* **Exercise directions**: Select every line in the rows below that contains the word "garland" and copy those lines out.

## BEGIN Materials provided

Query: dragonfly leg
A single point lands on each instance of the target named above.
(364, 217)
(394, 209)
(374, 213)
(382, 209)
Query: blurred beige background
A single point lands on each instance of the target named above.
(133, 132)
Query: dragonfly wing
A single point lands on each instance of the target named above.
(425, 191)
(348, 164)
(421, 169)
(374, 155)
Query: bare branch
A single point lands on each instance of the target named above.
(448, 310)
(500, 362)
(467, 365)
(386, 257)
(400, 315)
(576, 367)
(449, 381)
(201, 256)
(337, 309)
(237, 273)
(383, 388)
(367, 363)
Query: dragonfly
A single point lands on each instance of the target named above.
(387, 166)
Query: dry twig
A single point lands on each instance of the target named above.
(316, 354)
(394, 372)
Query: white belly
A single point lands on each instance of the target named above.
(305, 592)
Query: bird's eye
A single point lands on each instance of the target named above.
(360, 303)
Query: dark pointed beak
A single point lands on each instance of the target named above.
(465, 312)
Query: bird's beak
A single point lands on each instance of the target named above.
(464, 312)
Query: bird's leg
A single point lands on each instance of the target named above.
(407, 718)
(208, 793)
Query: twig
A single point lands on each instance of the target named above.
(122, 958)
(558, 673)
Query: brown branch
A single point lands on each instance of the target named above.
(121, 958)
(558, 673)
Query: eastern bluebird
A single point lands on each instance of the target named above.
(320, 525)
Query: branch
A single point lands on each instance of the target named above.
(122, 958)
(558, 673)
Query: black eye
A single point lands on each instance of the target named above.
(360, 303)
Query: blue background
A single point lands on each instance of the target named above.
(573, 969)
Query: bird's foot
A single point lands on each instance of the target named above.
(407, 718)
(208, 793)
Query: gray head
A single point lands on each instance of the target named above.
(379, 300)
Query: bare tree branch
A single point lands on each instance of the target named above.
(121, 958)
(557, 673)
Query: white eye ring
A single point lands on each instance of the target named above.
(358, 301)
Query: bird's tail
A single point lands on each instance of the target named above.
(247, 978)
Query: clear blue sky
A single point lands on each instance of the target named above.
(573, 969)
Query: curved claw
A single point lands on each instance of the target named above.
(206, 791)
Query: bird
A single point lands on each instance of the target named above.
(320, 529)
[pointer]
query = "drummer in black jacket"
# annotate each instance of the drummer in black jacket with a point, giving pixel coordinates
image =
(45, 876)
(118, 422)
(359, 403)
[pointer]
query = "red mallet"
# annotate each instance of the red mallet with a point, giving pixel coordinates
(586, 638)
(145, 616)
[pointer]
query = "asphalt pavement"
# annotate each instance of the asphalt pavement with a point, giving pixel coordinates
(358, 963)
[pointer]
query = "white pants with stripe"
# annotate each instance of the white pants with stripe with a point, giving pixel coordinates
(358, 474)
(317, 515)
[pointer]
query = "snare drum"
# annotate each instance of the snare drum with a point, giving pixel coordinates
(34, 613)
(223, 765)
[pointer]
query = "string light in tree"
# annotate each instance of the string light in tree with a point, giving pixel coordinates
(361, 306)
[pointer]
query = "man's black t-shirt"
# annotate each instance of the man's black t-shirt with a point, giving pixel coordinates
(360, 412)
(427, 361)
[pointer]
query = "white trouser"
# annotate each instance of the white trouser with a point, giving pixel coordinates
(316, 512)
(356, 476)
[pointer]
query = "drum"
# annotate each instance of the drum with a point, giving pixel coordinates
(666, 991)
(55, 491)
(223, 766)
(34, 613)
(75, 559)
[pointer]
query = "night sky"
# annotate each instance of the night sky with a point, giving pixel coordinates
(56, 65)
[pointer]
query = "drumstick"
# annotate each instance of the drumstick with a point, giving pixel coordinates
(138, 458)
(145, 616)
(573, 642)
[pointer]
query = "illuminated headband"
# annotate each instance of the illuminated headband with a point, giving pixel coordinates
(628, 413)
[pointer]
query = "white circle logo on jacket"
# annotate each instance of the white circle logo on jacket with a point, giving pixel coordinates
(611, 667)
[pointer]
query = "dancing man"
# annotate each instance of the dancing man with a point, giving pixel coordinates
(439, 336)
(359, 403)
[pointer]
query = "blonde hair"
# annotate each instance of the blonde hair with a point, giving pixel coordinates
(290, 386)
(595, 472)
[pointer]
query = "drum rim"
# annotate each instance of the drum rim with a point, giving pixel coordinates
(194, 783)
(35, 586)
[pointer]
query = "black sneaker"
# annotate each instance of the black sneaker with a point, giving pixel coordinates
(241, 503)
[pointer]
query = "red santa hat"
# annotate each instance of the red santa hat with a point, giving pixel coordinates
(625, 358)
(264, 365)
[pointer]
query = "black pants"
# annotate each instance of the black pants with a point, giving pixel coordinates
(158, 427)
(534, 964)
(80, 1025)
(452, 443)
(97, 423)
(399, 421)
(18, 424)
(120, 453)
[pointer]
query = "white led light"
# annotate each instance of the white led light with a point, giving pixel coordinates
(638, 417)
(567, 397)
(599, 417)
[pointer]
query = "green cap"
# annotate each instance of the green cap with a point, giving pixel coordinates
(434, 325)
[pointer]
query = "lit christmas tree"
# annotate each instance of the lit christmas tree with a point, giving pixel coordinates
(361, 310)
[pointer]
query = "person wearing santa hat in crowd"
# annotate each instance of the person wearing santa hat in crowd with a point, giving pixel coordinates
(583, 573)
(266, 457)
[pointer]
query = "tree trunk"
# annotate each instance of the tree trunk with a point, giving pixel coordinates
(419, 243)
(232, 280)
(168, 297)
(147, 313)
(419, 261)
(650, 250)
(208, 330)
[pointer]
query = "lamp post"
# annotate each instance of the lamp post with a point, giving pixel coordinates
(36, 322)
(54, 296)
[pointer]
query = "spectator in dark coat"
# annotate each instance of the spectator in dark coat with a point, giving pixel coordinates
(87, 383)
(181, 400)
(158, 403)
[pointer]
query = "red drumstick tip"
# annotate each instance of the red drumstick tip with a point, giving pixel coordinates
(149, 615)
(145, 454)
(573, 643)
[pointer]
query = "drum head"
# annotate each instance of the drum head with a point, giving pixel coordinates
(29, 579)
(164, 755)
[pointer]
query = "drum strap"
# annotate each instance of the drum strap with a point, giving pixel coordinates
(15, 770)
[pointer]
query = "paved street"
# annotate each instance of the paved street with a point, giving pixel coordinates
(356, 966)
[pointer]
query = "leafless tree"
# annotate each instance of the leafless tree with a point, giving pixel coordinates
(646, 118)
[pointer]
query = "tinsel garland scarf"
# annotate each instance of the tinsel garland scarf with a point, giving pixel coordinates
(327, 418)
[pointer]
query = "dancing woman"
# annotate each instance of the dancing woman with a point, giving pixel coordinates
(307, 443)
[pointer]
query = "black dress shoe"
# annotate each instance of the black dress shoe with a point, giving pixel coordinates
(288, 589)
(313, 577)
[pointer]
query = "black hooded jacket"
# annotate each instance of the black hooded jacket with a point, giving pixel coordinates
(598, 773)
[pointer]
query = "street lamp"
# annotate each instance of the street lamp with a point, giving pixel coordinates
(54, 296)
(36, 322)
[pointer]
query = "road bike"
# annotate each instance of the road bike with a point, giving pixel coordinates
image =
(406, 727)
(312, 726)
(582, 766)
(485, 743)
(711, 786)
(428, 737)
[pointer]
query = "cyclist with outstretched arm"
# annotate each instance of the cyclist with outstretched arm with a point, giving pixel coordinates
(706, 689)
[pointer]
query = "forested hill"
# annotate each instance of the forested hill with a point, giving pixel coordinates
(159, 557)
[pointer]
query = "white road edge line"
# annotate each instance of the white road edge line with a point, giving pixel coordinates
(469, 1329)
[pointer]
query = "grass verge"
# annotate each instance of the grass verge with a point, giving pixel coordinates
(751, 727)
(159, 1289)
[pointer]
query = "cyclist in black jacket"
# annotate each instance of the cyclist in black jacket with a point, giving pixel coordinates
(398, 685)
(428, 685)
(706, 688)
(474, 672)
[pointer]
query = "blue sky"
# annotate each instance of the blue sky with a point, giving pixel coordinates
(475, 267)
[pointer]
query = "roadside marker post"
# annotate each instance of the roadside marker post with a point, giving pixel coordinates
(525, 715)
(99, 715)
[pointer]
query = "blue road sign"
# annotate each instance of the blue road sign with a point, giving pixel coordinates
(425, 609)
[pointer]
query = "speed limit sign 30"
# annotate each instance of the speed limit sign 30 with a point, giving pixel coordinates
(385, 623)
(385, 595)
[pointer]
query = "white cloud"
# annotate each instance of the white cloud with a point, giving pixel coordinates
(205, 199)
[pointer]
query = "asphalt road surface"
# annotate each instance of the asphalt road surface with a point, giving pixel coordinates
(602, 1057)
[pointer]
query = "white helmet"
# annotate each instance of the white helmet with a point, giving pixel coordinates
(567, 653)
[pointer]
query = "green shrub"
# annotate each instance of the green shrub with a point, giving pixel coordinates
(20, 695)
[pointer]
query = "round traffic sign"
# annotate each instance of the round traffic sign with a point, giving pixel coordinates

## END Materials provided

* **Full output**:
query = "tinsel garland scarf"
# annotate each instance of the tinsel garland scarf with a point, giving pixel coordinates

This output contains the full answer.